Top of DATA FOR THE TASK
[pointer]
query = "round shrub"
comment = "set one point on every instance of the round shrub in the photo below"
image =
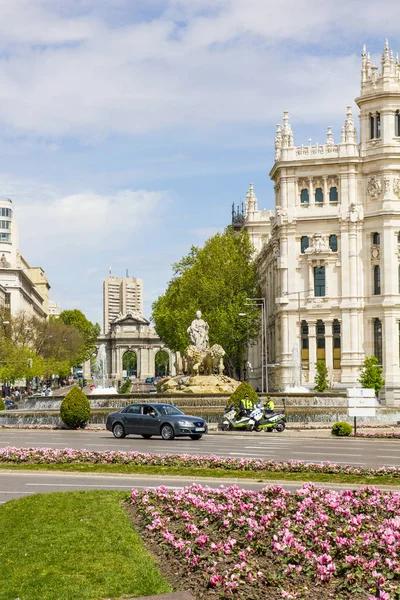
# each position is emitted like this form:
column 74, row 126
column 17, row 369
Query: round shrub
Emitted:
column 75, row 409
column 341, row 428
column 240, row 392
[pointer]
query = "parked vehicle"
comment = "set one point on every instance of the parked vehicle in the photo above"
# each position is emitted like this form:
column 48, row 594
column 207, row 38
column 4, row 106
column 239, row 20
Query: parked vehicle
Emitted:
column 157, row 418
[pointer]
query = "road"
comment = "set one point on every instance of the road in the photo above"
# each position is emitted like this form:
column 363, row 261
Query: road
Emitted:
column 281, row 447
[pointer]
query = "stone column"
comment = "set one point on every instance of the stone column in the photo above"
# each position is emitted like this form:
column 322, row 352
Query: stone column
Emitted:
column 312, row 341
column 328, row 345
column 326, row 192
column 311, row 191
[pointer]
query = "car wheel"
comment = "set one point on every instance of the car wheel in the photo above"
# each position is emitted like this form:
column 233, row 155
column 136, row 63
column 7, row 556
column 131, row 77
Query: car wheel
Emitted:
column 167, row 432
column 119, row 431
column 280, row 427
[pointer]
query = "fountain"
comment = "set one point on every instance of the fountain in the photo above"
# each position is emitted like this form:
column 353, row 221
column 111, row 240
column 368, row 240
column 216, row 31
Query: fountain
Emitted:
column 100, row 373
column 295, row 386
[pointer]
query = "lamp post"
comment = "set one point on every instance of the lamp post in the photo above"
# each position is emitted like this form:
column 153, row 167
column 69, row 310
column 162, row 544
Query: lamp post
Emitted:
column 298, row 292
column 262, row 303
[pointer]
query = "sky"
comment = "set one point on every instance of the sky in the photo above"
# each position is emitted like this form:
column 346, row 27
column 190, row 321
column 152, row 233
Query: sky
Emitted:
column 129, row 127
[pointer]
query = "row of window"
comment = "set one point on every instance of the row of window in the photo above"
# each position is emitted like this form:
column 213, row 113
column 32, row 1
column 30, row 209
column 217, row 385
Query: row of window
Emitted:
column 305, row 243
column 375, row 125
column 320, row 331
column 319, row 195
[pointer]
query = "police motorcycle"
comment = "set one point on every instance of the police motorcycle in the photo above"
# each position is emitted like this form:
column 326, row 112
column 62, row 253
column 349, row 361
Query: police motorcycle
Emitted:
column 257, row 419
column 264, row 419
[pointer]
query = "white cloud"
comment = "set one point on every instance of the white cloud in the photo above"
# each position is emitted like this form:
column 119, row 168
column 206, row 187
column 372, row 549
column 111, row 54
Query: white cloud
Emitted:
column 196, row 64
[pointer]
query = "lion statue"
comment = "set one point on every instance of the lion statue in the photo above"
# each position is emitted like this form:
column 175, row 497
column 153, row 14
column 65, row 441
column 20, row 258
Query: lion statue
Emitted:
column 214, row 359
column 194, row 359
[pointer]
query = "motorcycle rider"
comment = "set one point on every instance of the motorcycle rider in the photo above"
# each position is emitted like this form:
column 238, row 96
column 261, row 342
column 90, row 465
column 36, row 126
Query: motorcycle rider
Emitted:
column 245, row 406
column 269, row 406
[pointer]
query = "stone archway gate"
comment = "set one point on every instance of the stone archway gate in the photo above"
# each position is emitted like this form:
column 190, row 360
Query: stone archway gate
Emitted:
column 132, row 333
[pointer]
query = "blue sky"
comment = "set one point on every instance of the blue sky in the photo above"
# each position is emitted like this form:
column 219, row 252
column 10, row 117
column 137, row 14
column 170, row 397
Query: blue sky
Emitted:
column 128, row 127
Bottom of DATA FOR THE TASK
Top of DATA FOR THE TASK
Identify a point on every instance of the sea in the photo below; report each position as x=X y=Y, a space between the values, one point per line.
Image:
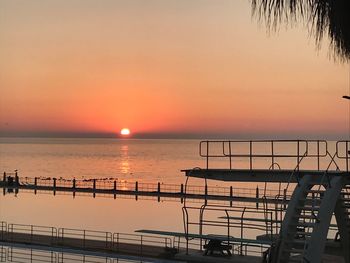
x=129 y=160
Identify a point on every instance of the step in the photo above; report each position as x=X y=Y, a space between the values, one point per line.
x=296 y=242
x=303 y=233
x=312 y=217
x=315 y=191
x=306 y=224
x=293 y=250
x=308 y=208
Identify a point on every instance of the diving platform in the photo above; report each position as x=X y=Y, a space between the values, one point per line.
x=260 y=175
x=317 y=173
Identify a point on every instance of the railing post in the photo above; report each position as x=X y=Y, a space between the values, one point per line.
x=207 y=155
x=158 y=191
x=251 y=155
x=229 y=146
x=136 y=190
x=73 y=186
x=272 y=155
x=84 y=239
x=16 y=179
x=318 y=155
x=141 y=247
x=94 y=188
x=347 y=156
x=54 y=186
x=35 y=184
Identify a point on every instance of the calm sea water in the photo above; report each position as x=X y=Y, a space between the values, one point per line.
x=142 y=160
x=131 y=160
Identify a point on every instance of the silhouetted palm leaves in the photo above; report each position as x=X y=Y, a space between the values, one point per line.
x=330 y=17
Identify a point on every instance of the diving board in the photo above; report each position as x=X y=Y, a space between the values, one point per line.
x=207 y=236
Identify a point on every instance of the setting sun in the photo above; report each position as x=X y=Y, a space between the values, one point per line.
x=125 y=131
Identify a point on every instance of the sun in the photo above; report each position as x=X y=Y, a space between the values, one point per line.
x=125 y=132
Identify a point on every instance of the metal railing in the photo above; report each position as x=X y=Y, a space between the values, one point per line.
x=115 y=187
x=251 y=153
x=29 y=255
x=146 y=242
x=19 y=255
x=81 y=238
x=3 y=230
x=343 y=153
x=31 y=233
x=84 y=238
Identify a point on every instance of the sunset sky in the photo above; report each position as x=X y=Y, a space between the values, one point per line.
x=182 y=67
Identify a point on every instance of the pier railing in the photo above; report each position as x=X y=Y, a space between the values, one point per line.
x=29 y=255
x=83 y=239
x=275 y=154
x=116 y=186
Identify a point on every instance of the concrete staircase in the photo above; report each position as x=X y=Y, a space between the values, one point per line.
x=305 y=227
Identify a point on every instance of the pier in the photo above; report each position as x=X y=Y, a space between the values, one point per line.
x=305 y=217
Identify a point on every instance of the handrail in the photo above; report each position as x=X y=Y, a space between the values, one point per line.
Bottom of DATA FOR THE TASK
◆ **PROBLEM STATEMENT**:
In the data above, find the line that contains "column 207, row 38" and the line that contains "Query: police motorcycle". Repeat exactly those lines and every line between them, and only those.

◆ **RESPONSE TO THIS EXERCISE**:
column 207, row 38
column 4, row 106
column 239, row 20
Query: parked vehicle
Emitted:
column 157, row 418
[pointer]
query = "road"
comment = "set one point on every instance of the road in the photo above"
# each position is emitted like this form:
column 363, row 261
Query: road
Emitted:
column 281, row 447
[pointer]
query = "stone column"
comment = "set one point on every instance of the stone column in the photo above"
# each position is emitted like this form:
column 322, row 352
Query: stone column
Emitted:
column 312, row 341
column 328, row 345
column 326, row 192
column 311, row 191
[pointer]
query = "car wheel"
comment = "set one point on every instance of the car wheel in the photo above"
# each position is emitted like this form:
column 233, row 155
column 136, row 63
column 7, row 556
column 131, row 77
Query: car wheel
Emitted:
column 167, row 432
column 119, row 431
column 280, row 427
[pointer]
query = "fountain"
comment = "set one point on every instance of the fountain in the photo above"
# each position is emitted like this form:
column 353, row 221
column 111, row 240
column 368, row 240
column 216, row 31
Query: fountain
Emitted:
column 100, row 373
column 295, row 386
[pointer]
query = "lamp post"
comment = "set one point on every instance of the lamp post in the photo above"
# each position is emitted like this form:
column 153, row 167
column 69, row 310
column 162, row 544
Query: lamp post
Emitted:
column 298, row 292
column 262, row 303
[pointer]
query = "sky"
comment = "set one point on every instance of the sky in the photo above"
# each position is emitted like this form:
column 346, row 27
column 190, row 321
column 152, row 233
Query: sky
Emitted:
column 129, row 127
[pointer]
query = "row of window"
comment = "set one point on every instance of the row of window in the photo above"
# each position is emitted like this form:
column 213, row 113
column 32, row 1
column 30, row 209
column 217, row 385
Query: row of window
Emitted:
column 305, row 243
column 375, row 125
column 320, row 331
column 319, row 195
[pointer]
query = "police motorcycle"
comment = "set one point on every instance of the police motorcycle in the photo above"
# each position is emitted like this form:
column 326, row 112
column 62, row 253
column 349, row 361
Query: police motorcycle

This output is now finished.